CONSIGNE
Pouvez-vous présenter sous forme de liste JSON de chaînes, une chaîne par ligne et sans les lignes vides, uniquement les lignes allant de celle qui contient « over shoulder using the picture above. » jusqu'à celle qui contient « (1123, 682) », ces deux lignes comprises ?

• • • •

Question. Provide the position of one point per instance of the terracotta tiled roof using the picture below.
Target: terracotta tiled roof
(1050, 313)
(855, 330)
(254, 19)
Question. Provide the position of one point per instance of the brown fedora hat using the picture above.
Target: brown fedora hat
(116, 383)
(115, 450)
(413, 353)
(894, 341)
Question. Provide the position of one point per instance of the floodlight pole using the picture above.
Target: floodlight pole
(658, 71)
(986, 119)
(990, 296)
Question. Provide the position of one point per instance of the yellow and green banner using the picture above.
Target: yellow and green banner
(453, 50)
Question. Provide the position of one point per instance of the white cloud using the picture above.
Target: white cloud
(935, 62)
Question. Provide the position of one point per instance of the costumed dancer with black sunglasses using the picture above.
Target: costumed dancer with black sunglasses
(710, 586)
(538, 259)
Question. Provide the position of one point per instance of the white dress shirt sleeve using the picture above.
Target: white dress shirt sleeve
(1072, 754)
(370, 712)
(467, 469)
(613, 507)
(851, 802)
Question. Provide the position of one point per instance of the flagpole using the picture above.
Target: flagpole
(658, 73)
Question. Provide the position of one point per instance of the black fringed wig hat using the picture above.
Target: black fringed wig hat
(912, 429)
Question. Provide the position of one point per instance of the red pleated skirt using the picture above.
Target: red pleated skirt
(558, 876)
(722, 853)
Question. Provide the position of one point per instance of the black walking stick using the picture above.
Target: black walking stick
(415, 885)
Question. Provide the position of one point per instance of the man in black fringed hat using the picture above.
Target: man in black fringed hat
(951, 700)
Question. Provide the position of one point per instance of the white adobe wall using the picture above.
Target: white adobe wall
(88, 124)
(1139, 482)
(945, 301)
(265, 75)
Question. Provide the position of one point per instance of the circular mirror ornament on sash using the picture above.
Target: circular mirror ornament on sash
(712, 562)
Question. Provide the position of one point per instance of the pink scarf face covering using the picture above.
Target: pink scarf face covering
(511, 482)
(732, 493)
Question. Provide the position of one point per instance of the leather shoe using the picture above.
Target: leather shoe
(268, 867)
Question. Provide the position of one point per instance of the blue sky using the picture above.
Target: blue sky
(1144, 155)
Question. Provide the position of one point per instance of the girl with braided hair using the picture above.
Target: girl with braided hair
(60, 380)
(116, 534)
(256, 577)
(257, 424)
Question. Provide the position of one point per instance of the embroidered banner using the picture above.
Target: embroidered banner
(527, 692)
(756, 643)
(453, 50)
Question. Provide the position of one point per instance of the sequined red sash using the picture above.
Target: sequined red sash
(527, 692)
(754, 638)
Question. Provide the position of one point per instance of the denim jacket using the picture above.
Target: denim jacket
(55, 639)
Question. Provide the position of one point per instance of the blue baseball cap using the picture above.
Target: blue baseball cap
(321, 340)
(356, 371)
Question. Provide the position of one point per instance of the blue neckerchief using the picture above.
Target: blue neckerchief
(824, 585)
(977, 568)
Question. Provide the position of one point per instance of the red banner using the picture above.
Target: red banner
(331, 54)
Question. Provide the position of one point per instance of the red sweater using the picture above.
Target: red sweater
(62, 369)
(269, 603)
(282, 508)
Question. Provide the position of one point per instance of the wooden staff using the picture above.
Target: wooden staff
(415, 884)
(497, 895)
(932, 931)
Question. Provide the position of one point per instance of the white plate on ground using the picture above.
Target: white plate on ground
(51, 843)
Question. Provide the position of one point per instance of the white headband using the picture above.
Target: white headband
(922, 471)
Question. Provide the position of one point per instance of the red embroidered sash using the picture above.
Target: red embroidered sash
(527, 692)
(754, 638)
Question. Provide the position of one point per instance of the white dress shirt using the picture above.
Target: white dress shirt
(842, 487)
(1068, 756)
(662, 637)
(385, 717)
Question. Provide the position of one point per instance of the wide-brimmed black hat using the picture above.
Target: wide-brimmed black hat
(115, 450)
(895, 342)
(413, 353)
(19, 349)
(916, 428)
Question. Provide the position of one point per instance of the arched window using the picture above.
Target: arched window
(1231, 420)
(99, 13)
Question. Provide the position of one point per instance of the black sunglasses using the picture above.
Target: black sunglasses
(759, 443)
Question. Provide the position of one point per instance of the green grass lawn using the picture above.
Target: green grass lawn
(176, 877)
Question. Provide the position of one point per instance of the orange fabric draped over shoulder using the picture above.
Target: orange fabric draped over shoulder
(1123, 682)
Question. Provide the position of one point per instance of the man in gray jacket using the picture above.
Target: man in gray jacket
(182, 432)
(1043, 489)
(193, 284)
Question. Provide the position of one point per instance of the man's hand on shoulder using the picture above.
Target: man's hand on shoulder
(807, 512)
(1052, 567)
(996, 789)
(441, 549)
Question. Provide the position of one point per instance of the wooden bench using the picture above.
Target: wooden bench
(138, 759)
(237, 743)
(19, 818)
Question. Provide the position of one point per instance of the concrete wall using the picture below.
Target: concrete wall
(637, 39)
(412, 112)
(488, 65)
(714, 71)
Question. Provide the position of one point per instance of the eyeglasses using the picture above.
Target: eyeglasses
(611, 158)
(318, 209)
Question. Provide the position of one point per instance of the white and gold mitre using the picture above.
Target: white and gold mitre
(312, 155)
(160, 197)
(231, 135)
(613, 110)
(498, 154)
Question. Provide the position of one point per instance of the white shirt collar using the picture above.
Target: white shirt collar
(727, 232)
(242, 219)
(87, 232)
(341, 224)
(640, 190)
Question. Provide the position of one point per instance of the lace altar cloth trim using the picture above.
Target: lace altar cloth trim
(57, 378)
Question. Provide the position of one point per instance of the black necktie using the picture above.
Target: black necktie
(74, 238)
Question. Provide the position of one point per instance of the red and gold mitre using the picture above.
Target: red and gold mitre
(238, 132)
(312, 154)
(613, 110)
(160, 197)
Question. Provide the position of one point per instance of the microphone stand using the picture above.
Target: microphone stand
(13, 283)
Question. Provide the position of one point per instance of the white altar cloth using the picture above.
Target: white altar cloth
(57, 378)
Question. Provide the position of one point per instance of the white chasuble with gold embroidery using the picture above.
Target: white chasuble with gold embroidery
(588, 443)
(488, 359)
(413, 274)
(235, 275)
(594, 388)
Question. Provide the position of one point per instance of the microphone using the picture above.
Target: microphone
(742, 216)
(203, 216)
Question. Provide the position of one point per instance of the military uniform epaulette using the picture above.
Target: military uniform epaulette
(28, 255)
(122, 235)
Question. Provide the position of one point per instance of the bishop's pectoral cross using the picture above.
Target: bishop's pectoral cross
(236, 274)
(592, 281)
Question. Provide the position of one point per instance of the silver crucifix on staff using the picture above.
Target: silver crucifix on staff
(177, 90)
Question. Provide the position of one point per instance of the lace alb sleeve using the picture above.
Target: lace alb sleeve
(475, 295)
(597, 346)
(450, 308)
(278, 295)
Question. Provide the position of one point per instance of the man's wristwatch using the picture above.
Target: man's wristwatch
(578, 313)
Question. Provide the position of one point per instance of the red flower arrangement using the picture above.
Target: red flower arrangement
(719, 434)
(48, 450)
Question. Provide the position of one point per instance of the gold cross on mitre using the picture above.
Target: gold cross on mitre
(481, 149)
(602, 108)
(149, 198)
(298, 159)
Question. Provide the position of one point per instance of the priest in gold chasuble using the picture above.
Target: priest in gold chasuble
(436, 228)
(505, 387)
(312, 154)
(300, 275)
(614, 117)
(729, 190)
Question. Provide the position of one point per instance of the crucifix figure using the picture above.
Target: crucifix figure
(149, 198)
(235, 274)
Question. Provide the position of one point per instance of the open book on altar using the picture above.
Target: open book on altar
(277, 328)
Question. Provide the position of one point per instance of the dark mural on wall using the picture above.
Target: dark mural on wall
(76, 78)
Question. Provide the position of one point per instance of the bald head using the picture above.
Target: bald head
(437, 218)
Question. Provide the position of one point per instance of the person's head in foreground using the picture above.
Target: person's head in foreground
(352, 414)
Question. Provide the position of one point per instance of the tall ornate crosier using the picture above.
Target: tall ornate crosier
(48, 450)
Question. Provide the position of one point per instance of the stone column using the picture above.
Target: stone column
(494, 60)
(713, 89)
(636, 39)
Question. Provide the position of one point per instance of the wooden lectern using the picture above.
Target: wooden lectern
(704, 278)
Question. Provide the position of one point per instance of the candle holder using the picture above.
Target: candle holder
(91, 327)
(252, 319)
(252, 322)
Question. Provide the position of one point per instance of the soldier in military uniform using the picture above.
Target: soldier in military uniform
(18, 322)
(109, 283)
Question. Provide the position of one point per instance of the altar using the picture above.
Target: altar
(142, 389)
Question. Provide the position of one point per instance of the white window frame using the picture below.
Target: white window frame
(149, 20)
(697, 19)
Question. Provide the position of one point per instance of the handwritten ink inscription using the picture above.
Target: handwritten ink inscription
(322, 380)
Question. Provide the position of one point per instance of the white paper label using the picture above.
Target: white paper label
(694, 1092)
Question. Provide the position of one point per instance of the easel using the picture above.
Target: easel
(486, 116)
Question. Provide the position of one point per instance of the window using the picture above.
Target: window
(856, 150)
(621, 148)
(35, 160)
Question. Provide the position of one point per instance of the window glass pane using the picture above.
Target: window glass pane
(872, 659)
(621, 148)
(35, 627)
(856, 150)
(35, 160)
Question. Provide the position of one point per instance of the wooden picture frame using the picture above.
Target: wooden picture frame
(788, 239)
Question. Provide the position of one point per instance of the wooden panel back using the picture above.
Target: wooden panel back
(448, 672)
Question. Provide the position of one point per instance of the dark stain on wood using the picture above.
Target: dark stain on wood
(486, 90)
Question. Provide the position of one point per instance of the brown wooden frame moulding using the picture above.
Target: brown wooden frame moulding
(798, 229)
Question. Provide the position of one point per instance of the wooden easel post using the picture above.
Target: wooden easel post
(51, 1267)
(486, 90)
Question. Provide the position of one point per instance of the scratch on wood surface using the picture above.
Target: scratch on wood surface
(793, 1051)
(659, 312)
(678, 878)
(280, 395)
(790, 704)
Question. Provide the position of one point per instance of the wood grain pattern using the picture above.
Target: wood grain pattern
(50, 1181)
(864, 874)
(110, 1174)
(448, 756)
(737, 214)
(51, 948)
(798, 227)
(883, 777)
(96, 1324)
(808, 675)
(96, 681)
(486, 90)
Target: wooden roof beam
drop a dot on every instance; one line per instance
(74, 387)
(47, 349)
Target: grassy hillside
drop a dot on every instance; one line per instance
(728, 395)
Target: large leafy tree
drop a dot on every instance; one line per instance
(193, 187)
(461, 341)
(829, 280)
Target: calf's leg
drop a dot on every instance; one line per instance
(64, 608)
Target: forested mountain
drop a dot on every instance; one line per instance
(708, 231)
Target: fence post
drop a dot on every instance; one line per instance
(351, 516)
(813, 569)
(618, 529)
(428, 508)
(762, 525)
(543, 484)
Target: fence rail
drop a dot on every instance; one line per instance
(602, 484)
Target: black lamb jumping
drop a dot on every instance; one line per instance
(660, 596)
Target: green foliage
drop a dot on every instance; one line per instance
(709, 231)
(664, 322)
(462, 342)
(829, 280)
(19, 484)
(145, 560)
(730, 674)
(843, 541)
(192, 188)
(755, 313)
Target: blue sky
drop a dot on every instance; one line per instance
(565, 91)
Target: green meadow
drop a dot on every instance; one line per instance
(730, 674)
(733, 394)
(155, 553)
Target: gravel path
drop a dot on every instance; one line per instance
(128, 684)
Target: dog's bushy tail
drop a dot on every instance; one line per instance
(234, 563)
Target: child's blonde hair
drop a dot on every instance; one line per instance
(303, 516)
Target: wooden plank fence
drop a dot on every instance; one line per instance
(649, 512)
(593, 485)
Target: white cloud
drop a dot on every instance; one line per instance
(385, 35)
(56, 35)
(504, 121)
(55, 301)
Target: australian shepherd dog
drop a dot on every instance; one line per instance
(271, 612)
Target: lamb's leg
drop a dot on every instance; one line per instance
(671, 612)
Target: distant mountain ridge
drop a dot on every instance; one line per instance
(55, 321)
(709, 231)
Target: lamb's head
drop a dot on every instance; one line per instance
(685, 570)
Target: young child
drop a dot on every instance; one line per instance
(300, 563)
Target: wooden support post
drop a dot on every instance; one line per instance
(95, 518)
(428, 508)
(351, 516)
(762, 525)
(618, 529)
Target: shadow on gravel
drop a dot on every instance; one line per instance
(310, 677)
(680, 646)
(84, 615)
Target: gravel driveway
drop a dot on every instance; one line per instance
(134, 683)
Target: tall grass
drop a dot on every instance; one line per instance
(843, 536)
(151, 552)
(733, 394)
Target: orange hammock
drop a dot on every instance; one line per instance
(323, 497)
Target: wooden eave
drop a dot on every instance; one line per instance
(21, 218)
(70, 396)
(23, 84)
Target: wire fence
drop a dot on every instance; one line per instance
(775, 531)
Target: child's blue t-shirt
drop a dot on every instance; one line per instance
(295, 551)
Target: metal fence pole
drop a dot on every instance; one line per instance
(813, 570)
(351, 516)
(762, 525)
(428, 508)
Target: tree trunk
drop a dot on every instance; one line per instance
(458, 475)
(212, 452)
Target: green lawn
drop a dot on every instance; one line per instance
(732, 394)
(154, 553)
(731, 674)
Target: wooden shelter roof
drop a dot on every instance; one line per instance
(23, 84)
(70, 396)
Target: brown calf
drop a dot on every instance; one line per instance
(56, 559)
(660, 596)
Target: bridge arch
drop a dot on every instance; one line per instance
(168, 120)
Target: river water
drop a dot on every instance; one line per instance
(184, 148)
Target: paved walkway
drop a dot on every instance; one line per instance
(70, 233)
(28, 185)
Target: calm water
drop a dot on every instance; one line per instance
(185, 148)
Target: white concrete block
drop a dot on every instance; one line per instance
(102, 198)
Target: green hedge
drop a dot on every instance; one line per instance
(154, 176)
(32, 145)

• • • •

RÉSULTAT OBTENU
[
  "Question. Provide the position of one point per instance of the orange fabric draped over shoulder using the picture above.",
  "Target: orange fabric draped over shoulder",
  "(1123, 682)"
]